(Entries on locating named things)
---+---

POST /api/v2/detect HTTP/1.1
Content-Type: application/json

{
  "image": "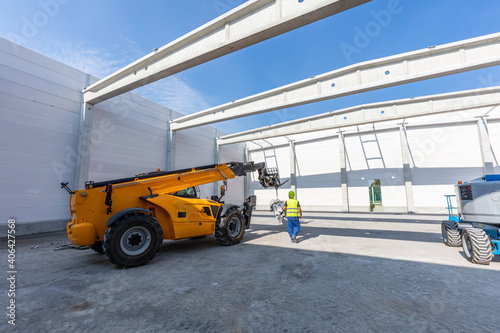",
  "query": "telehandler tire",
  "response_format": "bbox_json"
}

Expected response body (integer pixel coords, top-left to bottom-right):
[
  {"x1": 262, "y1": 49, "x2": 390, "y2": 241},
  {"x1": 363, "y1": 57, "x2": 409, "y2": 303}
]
[
  {"x1": 215, "y1": 208, "x2": 245, "y2": 246},
  {"x1": 441, "y1": 220, "x2": 462, "y2": 246},
  {"x1": 462, "y1": 228, "x2": 493, "y2": 265},
  {"x1": 103, "y1": 213, "x2": 163, "y2": 268},
  {"x1": 90, "y1": 242, "x2": 104, "y2": 254}
]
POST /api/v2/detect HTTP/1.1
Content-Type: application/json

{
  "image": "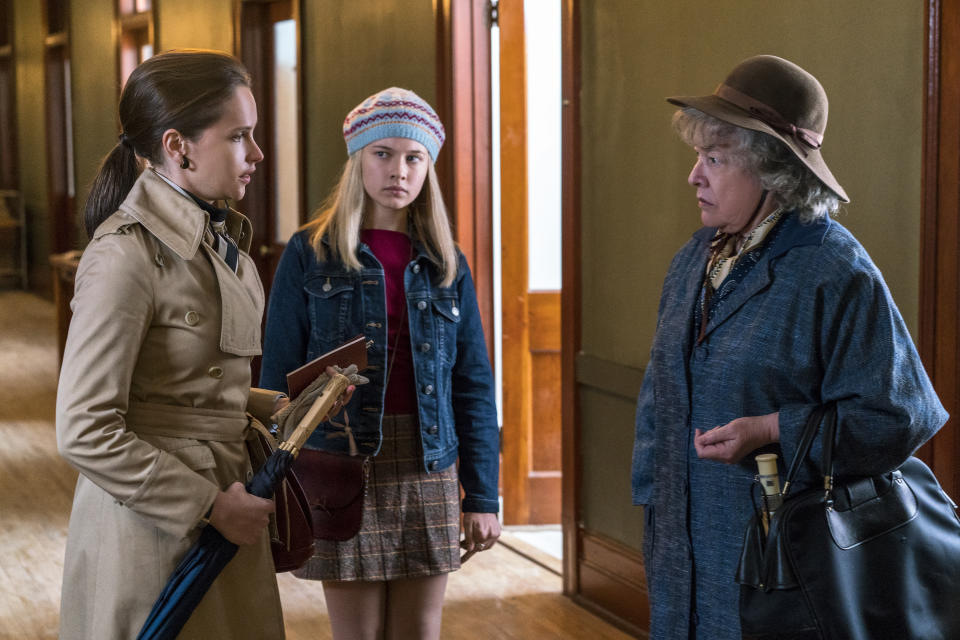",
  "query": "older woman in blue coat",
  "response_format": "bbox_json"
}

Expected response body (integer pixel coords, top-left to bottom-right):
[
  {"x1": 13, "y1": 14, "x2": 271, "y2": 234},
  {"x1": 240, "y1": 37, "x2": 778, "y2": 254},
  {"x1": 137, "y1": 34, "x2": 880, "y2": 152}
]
[{"x1": 632, "y1": 56, "x2": 947, "y2": 640}]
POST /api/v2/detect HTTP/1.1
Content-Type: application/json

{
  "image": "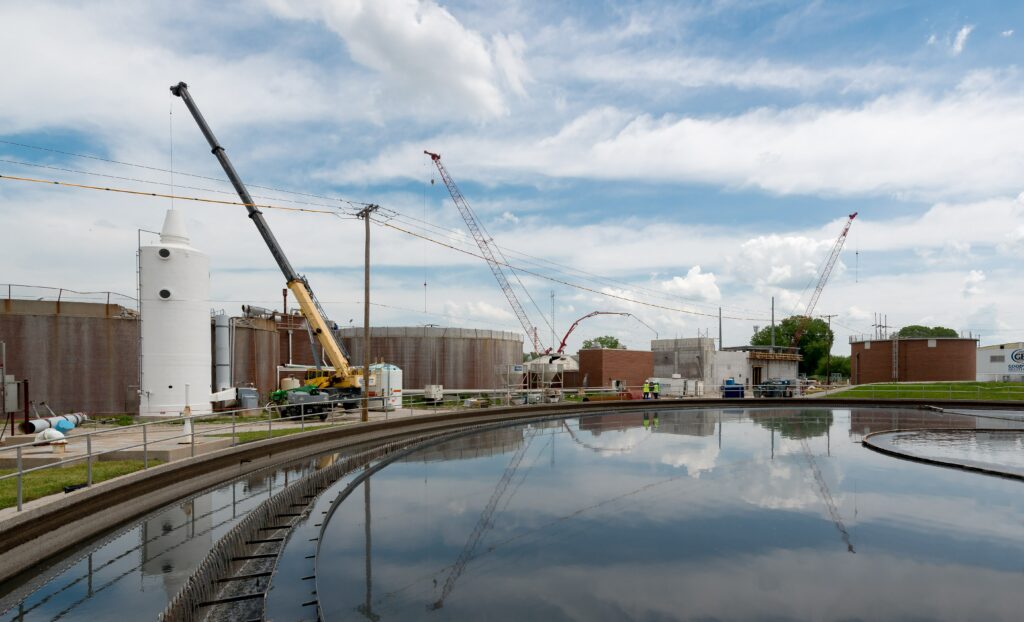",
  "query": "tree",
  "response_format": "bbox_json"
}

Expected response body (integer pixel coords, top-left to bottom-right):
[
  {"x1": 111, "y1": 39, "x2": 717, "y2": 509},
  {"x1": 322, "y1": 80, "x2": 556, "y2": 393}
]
[
  {"x1": 896, "y1": 324, "x2": 959, "y2": 339},
  {"x1": 583, "y1": 335, "x2": 623, "y2": 349},
  {"x1": 814, "y1": 355, "x2": 850, "y2": 379},
  {"x1": 751, "y1": 316, "x2": 833, "y2": 375}
]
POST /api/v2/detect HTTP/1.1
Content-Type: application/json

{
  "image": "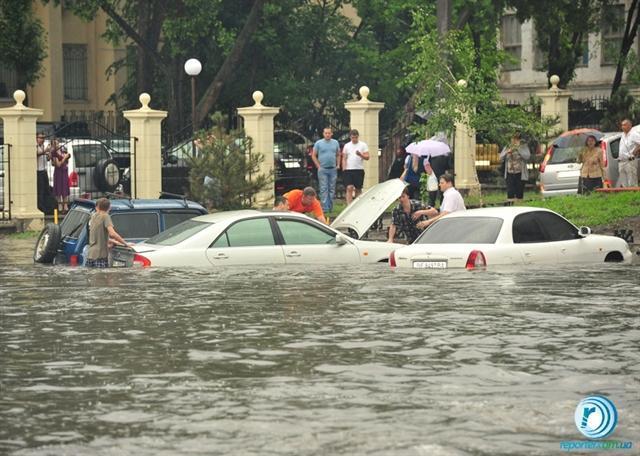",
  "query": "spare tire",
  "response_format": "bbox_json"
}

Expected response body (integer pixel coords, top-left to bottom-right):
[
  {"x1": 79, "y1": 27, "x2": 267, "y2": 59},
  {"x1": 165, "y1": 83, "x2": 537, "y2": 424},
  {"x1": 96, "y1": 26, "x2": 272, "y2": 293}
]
[
  {"x1": 93, "y1": 158, "x2": 120, "y2": 192},
  {"x1": 33, "y1": 223, "x2": 62, "y2": 263}
]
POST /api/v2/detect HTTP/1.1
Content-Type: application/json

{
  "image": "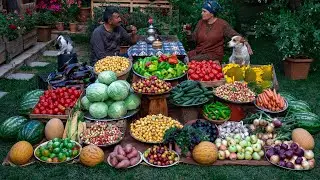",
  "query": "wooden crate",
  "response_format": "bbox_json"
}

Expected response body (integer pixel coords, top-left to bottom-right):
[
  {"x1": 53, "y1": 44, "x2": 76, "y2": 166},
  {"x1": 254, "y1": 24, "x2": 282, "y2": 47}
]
[
  {"x1": 91, "y1": 0, "x2": 172, "y2": 15},
  {"x1": 22, "y1": 29, "x2": 38, "y2": 50},
  {"x1": 0, "y1": 37, "x2": 6, "y2": 64},
  {"x1": 4, "y1": 36, "x2": 23, "y2": 59}
]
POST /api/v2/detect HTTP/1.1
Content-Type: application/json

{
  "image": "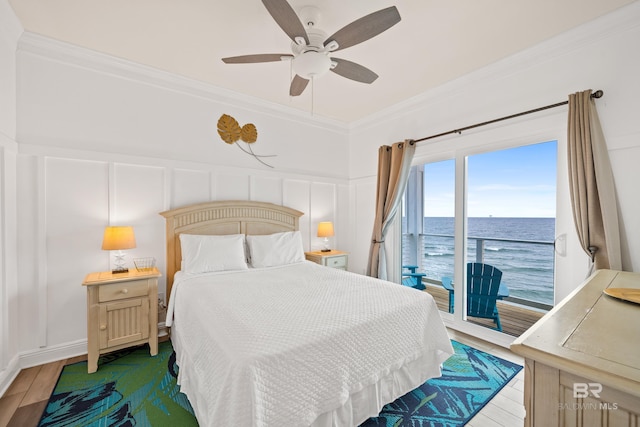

---+---

◆ What is needed: Count the lines in the rows above that contain the string "tire", matching case exactly. Reply with the number only.

◆ Correct result: 2